### Task requirements
Return exactly those lines of the material below that fall between the line holding "Target: chair seat cushion" and the line holding "Target: table leg", inclusive.

### Given entries
Content starts
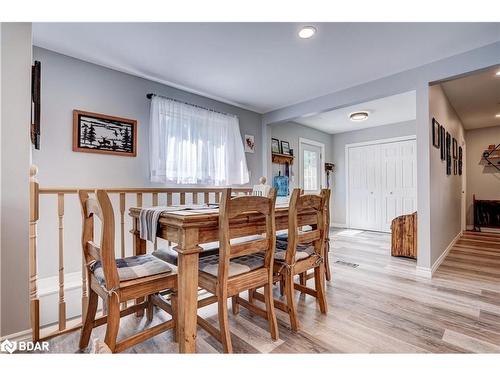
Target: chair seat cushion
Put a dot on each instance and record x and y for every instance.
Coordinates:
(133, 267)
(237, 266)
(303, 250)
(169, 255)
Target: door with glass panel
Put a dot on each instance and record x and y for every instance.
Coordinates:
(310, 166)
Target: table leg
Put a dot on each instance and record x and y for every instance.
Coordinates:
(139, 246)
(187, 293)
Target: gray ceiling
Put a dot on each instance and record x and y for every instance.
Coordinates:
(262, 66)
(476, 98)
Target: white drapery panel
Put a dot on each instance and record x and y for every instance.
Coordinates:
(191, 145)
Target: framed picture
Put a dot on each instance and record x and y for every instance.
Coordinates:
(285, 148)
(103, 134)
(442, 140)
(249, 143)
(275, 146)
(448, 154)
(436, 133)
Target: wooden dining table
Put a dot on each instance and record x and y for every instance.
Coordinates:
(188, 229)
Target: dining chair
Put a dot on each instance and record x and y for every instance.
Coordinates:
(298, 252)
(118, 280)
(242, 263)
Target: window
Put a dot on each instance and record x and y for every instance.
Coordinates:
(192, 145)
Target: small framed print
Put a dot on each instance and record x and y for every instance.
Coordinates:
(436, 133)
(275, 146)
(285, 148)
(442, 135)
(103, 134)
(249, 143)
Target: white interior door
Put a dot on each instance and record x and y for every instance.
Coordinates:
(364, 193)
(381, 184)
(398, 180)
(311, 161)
Content ends
Content starts
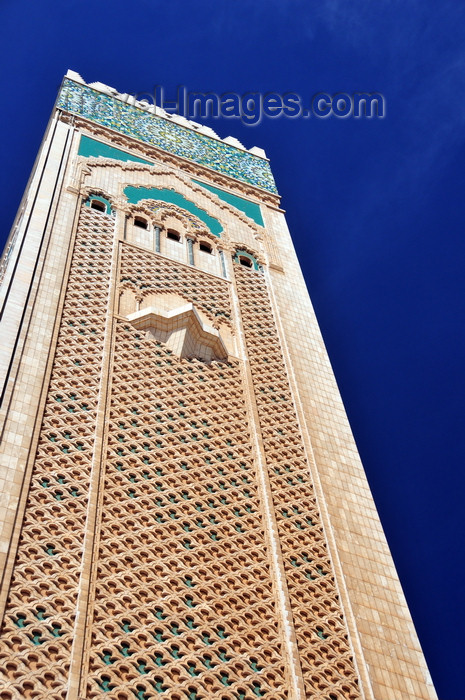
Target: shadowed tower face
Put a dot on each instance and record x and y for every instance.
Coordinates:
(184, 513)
Content ends
### Task solution
Target: chair seat cushion
Put a dot on each instance and record x and y for every instance.
Coordinates:
(133, 267)
(237, 266)
(303, 250)
(169, 255)
Target: door with glass panel
Put a dot on each instance and record x and y for every instance.
Coordinates:
(310, 166)
Target: table leg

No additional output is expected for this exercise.